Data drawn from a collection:
··········

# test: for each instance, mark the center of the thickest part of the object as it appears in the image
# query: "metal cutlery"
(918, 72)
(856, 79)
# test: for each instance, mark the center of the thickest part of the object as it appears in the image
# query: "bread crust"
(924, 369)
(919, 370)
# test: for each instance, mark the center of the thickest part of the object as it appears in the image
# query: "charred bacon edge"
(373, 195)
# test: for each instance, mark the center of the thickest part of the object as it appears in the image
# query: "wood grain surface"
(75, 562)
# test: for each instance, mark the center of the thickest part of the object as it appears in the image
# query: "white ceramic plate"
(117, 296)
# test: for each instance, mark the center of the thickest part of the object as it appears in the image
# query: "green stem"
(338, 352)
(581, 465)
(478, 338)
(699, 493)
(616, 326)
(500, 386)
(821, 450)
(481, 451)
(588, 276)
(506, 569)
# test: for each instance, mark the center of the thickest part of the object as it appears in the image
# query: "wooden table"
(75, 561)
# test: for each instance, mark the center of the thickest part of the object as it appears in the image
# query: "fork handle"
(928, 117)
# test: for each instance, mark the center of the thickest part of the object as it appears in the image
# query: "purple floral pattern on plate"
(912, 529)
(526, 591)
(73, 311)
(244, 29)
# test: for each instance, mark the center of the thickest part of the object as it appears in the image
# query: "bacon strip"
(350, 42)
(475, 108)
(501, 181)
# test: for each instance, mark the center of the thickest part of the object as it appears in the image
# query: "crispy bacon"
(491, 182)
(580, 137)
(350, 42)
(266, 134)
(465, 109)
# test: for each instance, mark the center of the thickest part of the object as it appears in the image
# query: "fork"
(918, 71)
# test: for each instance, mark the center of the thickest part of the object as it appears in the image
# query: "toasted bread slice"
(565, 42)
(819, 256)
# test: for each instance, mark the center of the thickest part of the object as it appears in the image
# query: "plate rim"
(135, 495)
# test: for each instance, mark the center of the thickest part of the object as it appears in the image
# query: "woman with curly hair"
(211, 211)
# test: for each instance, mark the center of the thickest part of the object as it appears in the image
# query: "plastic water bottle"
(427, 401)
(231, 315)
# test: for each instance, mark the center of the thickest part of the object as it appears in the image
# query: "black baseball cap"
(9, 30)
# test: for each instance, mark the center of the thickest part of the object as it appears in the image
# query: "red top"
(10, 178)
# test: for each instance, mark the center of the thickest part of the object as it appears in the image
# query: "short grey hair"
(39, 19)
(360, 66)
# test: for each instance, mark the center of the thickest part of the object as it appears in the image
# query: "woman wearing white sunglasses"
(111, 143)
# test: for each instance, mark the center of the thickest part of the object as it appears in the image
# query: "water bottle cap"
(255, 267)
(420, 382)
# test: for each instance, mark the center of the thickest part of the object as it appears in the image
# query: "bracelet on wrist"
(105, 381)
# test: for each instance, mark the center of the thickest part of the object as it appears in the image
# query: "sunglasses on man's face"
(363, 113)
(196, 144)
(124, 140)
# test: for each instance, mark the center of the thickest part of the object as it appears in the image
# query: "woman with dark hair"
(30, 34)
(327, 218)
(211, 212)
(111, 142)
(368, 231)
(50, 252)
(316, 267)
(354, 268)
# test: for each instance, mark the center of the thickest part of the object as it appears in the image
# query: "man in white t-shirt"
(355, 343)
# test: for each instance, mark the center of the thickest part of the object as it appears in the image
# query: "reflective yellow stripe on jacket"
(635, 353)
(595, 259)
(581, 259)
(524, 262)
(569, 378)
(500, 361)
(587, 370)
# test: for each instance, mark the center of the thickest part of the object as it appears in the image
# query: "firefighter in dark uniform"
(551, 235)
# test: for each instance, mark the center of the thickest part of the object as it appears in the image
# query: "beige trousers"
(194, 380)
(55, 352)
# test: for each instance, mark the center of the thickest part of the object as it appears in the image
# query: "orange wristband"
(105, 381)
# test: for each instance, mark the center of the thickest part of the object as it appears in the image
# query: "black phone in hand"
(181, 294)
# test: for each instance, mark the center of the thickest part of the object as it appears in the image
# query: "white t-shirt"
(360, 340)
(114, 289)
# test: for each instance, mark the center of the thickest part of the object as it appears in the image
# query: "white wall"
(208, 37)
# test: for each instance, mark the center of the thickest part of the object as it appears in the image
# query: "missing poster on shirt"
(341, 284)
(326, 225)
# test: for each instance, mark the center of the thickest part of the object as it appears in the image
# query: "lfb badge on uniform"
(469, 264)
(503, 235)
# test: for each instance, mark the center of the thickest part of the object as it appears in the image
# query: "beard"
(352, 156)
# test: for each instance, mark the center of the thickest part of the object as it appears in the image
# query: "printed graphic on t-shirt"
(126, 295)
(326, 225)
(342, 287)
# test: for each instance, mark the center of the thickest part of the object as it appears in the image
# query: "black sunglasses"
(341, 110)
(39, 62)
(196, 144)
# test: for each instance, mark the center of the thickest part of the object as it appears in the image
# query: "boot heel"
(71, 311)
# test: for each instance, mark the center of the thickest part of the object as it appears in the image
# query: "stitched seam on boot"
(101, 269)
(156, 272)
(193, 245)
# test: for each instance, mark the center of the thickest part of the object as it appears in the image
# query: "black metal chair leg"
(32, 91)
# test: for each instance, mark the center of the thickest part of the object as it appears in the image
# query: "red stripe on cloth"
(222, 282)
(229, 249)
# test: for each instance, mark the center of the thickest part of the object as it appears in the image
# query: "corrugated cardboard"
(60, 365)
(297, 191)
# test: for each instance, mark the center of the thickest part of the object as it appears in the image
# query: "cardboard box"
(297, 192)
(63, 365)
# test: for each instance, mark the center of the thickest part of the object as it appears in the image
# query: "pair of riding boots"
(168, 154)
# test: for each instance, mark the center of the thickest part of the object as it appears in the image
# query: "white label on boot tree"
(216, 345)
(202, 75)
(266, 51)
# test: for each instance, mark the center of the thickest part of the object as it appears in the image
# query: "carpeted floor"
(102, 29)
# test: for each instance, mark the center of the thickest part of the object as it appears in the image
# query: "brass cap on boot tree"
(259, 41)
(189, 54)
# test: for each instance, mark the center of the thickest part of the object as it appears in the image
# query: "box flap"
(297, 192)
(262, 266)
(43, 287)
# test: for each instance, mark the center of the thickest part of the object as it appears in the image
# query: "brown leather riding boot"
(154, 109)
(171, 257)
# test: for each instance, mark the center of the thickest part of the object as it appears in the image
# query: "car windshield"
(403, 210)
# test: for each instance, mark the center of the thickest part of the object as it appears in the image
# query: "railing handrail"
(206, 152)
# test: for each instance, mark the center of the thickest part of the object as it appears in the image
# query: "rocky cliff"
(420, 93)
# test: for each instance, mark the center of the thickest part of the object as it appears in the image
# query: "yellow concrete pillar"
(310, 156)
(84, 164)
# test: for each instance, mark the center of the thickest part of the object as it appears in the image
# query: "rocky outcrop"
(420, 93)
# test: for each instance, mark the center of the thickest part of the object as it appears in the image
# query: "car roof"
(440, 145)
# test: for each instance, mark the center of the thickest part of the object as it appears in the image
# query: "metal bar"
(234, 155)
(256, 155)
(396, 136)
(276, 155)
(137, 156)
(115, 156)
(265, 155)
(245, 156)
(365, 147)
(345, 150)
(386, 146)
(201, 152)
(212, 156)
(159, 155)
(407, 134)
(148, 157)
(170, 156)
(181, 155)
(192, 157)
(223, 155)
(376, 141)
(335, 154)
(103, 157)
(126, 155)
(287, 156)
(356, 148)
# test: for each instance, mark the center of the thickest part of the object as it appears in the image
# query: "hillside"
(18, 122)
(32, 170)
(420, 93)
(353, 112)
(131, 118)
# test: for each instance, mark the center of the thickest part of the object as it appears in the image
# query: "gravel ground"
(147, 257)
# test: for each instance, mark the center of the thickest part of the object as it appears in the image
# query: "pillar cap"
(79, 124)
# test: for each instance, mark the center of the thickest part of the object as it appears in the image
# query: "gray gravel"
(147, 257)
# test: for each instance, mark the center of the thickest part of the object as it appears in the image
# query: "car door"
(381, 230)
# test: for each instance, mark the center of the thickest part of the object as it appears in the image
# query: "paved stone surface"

··········

*GIVEN TASK*.
How many lines in the entries above contain the string "bread"? Reply with the number alone.

*RESPONSE TO THIS TASK*.
2